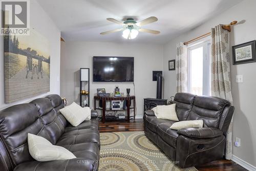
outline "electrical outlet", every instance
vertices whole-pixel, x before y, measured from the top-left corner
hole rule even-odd
[[[237,147],[239,147],[241,146],[241,139],[236,137],[236,141],[234,142],[234,146]]]
[[[236,82],[238,83],[244,82],[243,75],[237,75],[236,76]]]

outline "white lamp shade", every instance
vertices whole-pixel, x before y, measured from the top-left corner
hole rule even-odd
[[[89,80],[89,69],[81,69],[81,81],[88,81]]]

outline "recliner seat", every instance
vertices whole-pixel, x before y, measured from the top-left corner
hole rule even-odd
[[[221,98],[185,93],[176,94],[174,102],[179,121],[203,120],[204,127],[172,130],[176,121],[157,119],[150,110],[143,116],[145,135],[182,168],[222,159],[234,107]]]
[[[100,138],[97,112],[92,111],[90,120],[74,127],[59,113],[63,107],[59,96],[50,95],[1,112],[1,170],[98,170]],[[43,162],[35,160],[29,154],[28,133],[64,147],[77,158]]]

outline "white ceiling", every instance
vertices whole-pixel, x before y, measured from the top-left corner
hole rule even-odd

WHAT YOU SHOULD DO -
Return every line above word for word, leaving out the pictures.

FINAL RESULT -
outline "electrical outlet", every instance
vertices whole-pixel, x before y, measured from the top-left corner
hole rule even-odd
[[[237,147],[239,147],[241,146],[241,139],[236,137],[236,141],[234,142],[234,146]]]
[[[236,82],[238,83],[244,82],[243,75],[237,75],[236,76]]]

outline "white lamp shade", every instance
vertices whole-pixel, x before y, measured from the top-left corner
hole rule even-odd
[[[89,80],[89,69],[81,69],[81,81],[88,81]]]

outline "recliner seat", every instance
vertices whole-pixel, x before y, measured from the top-left corner
hole rule even-odd
[[[221,98],[185,93],[176,94],[174,102],[179,121],[203,120],[204,127],[172,130],[176,121],[157,119],[150,110],[143,116],[145,135],[182,168],[222,159],[234,107]]]
[[[100,138],[97,112],[92,111],[90,120],[74,127],[59,113],[63,107],[59,96],[50,95],[1,112],[1,170],[98,170]],[[43,162],[35,160],[29,154],[28,133],[64,147],[77,158]]]

outline "white ceiling", every instance
vertices whole-pixel, x before y, measured from the top-left corner
hole rule even-odd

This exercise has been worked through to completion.